--- START ---

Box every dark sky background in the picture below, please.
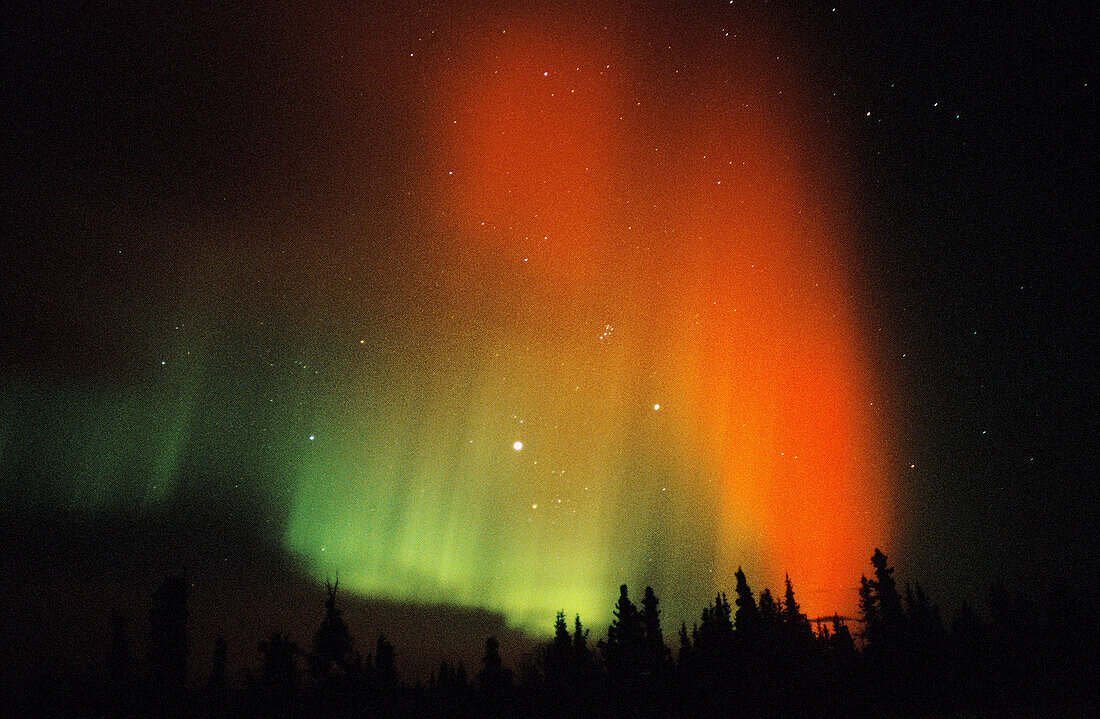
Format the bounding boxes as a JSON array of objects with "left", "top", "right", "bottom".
[{"left": 1, "top": 0, "right": 1096, "bottom": 681}]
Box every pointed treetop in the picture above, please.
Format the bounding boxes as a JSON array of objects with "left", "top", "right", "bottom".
[{"left": 734, "top": 566, "right": 759, "bottom": 632}]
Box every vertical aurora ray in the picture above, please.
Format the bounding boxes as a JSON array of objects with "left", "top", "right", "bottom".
[
  {"left": 283, "top": 5, "right": 892, "bottom": 630},
  {"left": 0, "top": 366, "right": 201, "bottom": 513}
]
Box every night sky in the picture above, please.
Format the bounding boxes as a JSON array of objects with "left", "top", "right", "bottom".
[{"left": 2, "top": 0, "right": 1095, "bottom": 680}]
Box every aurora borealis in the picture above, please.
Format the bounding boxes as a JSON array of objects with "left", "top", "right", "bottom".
[
  {"left": 284, "top": 8, "right": 889, "bottom": 626},
  {"left": 3, "top": 0, "right": 1094, "bottom": 663},
  {"left": 1, "top": 2, "right": 891, "bottom": 629}
]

--- END ---

### EXERCISE REQUIREMENTS:
Which lines in the material above include the string "every"? Pull them out.

### EXERCISE SOLUTION:
Box every dark sky background in the picture below, please.
Box every pointed treetop in the picture above, please.
Box every vertical aurora ray in the picture above, please.
Box every night sky in the picture above, please.
Box every aurora borealis in the picture above, please.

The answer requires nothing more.